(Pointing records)
---------------

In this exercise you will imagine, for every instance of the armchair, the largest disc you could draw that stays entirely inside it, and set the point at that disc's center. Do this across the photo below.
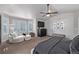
(14, 38)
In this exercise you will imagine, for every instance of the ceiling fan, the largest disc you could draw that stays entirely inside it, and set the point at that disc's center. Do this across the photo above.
(48, 13)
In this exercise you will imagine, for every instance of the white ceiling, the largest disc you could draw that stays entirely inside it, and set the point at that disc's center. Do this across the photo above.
(33, 10)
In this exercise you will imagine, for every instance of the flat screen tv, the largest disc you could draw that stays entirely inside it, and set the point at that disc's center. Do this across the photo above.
(40, 24)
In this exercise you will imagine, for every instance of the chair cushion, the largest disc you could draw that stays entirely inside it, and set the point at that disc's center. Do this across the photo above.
(13, 34)
(74, 46)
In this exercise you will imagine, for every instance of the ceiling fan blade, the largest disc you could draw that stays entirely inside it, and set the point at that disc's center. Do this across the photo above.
(53, 13)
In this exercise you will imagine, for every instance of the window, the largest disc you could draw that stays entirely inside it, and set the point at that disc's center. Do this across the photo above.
(23, 26)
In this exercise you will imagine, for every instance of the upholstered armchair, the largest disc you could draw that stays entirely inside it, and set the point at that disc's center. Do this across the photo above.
(14, 38)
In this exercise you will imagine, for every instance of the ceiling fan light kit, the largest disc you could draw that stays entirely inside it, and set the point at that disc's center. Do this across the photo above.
(49, 12)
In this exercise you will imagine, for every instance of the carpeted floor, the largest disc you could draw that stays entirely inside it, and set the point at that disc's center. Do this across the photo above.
(22, 47)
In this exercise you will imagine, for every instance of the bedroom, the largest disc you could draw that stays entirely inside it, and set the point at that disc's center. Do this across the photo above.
(65, 22)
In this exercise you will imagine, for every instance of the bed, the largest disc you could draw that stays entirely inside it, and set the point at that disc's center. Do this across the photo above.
(54, 45)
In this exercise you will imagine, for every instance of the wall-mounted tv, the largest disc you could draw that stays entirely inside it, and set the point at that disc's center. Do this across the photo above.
(40, 24)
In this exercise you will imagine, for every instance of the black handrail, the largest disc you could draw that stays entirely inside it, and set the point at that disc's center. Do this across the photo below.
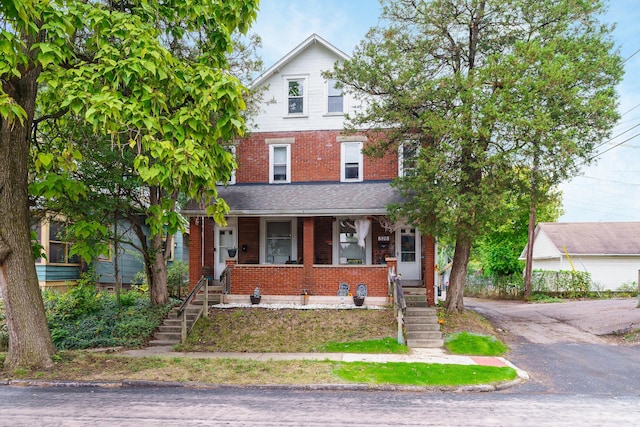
(399, 303)
(182, 311)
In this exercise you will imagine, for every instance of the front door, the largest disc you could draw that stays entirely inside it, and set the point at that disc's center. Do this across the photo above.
(225, 239)
(408, 253)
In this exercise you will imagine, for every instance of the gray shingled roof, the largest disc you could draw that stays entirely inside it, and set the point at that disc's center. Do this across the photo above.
(595, 238)
(363, 198)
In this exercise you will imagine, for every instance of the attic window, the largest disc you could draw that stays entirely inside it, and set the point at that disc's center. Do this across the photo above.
(335, 102)
(296, 96)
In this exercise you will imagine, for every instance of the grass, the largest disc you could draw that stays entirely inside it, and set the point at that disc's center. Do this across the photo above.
(423, 374)
(262, 330)
(296, 331)
(475, 344)
(88, 366)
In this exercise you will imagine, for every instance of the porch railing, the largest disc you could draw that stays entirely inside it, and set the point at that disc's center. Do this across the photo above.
(399, 302)
(202, 312)
(225, 281)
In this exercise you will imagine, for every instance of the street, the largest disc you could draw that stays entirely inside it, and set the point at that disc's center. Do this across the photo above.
(259, 407)
(578, 377)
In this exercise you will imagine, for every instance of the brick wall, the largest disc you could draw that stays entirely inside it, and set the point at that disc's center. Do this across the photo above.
(315, 156)
(290, 279)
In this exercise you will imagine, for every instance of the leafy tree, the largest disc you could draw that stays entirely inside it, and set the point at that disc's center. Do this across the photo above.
(106, 63)
(499, 250)
(480, 88)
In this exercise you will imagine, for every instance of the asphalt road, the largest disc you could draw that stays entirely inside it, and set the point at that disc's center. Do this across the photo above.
(578, 377)
(257, 407)
(565, 347)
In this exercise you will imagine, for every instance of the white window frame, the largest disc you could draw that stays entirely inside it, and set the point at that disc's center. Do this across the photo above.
(272, 164)
(263, 237)
(305, 95)
(402, 171)
(345, 146)
(328, 87)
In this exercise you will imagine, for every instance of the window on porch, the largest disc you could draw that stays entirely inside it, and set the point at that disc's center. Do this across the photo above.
(349, 251)
(279, 242)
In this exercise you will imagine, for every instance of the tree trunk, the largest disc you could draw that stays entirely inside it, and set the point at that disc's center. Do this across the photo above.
(158, 289)
(30, 343)
(454, 302)
(528, 269)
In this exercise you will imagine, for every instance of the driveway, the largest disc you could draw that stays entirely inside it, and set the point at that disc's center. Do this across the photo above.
(568, 347)
(591, 321)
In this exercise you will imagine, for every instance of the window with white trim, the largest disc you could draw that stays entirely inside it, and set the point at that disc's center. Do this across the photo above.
(296, 101)
(407, 158)
(58, 247)
(351, 161)
(279, 242)
(335, 99)
(279, 163)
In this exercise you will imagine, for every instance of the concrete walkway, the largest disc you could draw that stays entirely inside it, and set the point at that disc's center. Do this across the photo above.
(431, 355)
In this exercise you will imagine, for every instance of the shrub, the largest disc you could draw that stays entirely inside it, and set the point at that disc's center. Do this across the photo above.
(85, 318)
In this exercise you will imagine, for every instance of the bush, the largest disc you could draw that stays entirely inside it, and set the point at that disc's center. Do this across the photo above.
(85, 318)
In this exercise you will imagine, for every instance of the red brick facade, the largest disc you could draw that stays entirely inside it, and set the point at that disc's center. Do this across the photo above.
(315, 156)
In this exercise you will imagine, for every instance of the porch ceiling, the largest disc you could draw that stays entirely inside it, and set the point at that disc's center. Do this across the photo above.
(321, 199)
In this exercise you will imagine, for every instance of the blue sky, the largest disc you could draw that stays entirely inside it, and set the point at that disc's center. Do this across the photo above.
(606, 191)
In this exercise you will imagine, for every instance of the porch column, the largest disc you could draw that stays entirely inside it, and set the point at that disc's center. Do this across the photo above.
(308, 255)
(429, 268)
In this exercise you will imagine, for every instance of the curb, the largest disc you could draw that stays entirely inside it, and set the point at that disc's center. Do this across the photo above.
(480, 388)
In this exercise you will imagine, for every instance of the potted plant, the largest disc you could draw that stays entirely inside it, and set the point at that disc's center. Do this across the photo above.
(256, 297)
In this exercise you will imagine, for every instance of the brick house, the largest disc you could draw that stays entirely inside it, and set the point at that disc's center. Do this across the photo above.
(308, 210)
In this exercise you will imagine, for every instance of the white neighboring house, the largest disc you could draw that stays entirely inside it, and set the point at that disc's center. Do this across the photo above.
(610, 251)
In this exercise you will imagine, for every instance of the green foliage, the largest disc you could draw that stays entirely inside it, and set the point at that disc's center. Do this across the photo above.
(85, 318)
(385, 345)
(628, 289)
(569, 284)
(422, 374)
(4, 332)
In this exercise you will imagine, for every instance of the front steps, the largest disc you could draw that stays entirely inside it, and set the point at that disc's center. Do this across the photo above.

---------------

#### Directions:
Exclude the pictures. Write out the remaining data exactly.

#### Task result:
In this exercise you will imagine, for every instance of the armchair, the largest disc you could draw that stays entirely inside it, and set the point at that disc's center. Do this across the photo below.
(14, 38)
In this exercise you will imagine, for every instance of the ceiling fan, the largest disc you could draw that stays entirely inside it, and set the point at that disc's center. Do this across the photo above.
(48, 13)
In this exercise you will imagine, for every instance of the white ceiling, the largest disc you could draw that stays entirely inside it, and set the point at that disc's center. Do this across the photo above.
(33, 10)
In this exercise you will imagine, for every instance of the flat screen tv, the largest disc you could draw that stays entirely inside it, and set the point at that disc's center. Do this across the photo above.
(40, 24)
In this exercise you will imagine, for every instance of the chair cushion, the largest disc you could draw that stays entirely inside it, and set the point at that disc's center. Do this across the photo above.
(13, 34)
(74, 46)
In this exercise you will imagine, for every instance of the ceiling fan blade, the largest disc you could draw that stays entirely inside it, and set the point at that disc's center. Do this across the photo above.
(53, 13)
In this exercise you will imagine, for every instance of the window, the largest disc you could draw that stays entirely inside it, and set the point at that disc's center. Do this across the photo above.
(23, 26)
In this exercise you will imagine, for every instance of the upholstered armchair, the largest disc you could draw that stays entirely inside it, and set the point at that disc's center. Do this across the photo above.
(14, 38)
In this exercise you will imagine, for every instance of the ceiling fan light kit, the largest disc you could draw that stays entirely inside it, and set the point at that disc's center. Do this across the photo above.
(49, 12)
In this exercise you will imagine, for every instance of the carpeted floor, the largest disc you could draw that stays entirely inside it, and set the point at that disc's center. Do this across the photo above.
(22, 47)
In this exercise you will imagine, for every instance of the bedroom, the largest disc you could draw that stays entirely inside it, and set the point at that disc's center. Do this across the photo above.
(65, 22)
In this exercise you will imagine, for every instance of the bed, the largest disc you could draw that stays entirely inside it, and set the point at that disc's center. Do this across the photo above.
(54, 45)
In this exercise you will imagine, for every instance of the wall-mounted tv, the largest disc you could draw that stays entirely inside it, and set the point at that disc's center. Do this across the photo above.
(40, 24)
In this exercise you will imagine, for every instance of the black handrail, the largest disc you could draw that stays entirely inside it, and set the point at that disc's center. Do this across the photo below.
(399, 303)
(182, 311)
In this exercise you will imagine, for every instance of the front door, the largest disc you could draw that stays entirely inside it, and set the point at that disc's center. Do this across the photo above.
(225, 239)
(408, 253)
In this exercise you will imagine, for every instance of the gray shingled roof, the largest disc you could draw that stays entirely inside it, and set the point at that disc's center. Do this across the photo above.
(595, 238)
(363, 198)
In this exercise you will imagine, for every instance of the attic window, the largest disc you could draw that stays entirely inside it, and set the point at that disc's center. Do this across the photo above.
(335, 102)
(296, 96)
In this exercise you will imagine, for every instance of the grass, the largest disc you could draw that stays entirely inside it, and set the point at that disc's center. Do this across the photo above.
(423, 374)
(262, 330)
(296, 331)
(475, 344)
(88, 366)
In this exercise you will imagine, for every instance of the porch railing, the largest disc you could draw that stays entirely inside it, and set the point at that disc's center. Do this across the photo above.
(399, 302)
(202, 312)
(225, 281)
In this exercise you will imagine, for every instance of the street, the largest disc you could draw that stays entirely inside it, and set the point at that disc's center. Do this across the photo above.
(259, 407)
(578, 377)
In this exercise you will imagine, for every instance of the brick wall, the largest disc you could draw that stays entirely inside it, and set the point at that disc's center. Do this across the photo above.
(315, 156)
(290, 279)
In this exercise you will imagine, for every instance of the leafy tree, the largest disc you could draw that stays entirely inside it, and set the point at that disc's center. Do this across the photo above.
(106, 63)
(499, 250)
(480, 88)
In this exercise you will imagine, for every instance of the asphalt road, the largest disc you could draw that stays entirely inside it, and set the point at that disc's center. Do this across the photo above.
(578, 377)
(257, 407)
(565, 347)
In this exercise you will imagine, for every instance of the white window frame, the largest disc you could draw that stays entirely inside it, and set the point at that disc's center. Do this across the photo above.
(272, 164)
(263, 237)
(305, 95)
(402, 171)
(345, 146)
(328, 87)
In this exercise you will imagine, for every instance of the window on porch, the largest disc you could draw that stays entirely inside it, and set the point at that disc's center. Do this across the photo above.
(349, 251)
(279, 242)
In this exercise you will imagine, for every instance of the tree trunk, the largest disc you could draw that stays entirely inside it, and set the point at that disc's center. Do this across the photo above.
(158, 289)
(30, 343)
(454, 302)
(528, 269)
In this exercise you will imagine, for every instance of the driveway, the largest disc you could draw that stays entirely inside it, and set the point at that disc's center. Do this across the photo above.
(568, 347)
(591, 321)
In this exercise you will imagine, for every instance of the window with white trim, the largest disc you could draw that stays entirely inside it, and set the point at that disc's center. Do this across the photo above.
(296, 101)
(407, 158)
(58, 247)
(351, 161)
(279, 242)
(335, 99)
(279, 163)
In this exercise you will imagine, for every instance of the concrete walkway, the largest disc you could draw that stays entirely inside it, and set the point at that disc's center. Do this across the photo above.
(431, 355)
In this exercise you will imagine, for every instance of the shrub, the largest disc you could draw that stays entirely inside it, and set the point at that disc's center. Do this across the photo above.
(85, 318)
In this exercise you will imagine, for every instance of the bush, the largest disc you could draw that stays entirely inside it, and set the point at that disc's center. Do this across the photo above.
(85, 318)
In this exercise you will imagine, for every instance of the red brick facade, the largest disc you could draw that stays entirely inside it, and set the point at that disc's center. Do this across the photo above.
(315, 156)
In this exercise you will imagine, for every instance of the porch ceiling, the largest disc you could draw that stays entirely inside it, and set the point at that disc's center. Do this across the photo above.
(321, 199)
In this exercise you will imagine, for every instance of the blue sky, the largest disc you could draw that stays entirely inside it, and set the point at that disc's center. Do this across the photo above.
(606, 191)
In this exercise you will imagine, for every instance of the porch column, the largest disc you could draw that stays entirely inside it, and set the point at that disc's center. Do this across the photo above.
(308, 255)
(429, 268)
In this exercise you will imagine, for every instance of the curb, the largest disc you could draw that stays entirely inside it, and set the point at that disc's center. Do this across the photo above.
(480, 388)
In this exercise you will imagine, for every instance of the potted plant, the largest disc you could draw that stays entirely inside it, and set the point at that disc's center. Do this across the photo above.
(256, 297)
In this exercise you will imagine, for every instance of the brick house, the largest disc you could draw that stays entirely inside it, and set the point at that disc's center. Do this across the photo above.
(308, 210)
In this exercise you will imagine, for every instance of the white neighboring house, the largest disc you could draw that stays entirely inside it, and set the point at that disc's center. Do this across the photo above.
(610, 251)
In this exercise you will imagine, for every instance of the green foliage, the largest disc you could draw that stays entirely inside it, and set the point at that disc's center. Do this across the photo above.
(85, 318)
(385, 345)
(628, 289)
(569, 284)
(422, 374)
(4, 332)
In this exercise you will imagine, for every instance of the front steps, the largest disc you could draw that stays entirely inside it, and set the point at that disc's center. Do this across the photo above.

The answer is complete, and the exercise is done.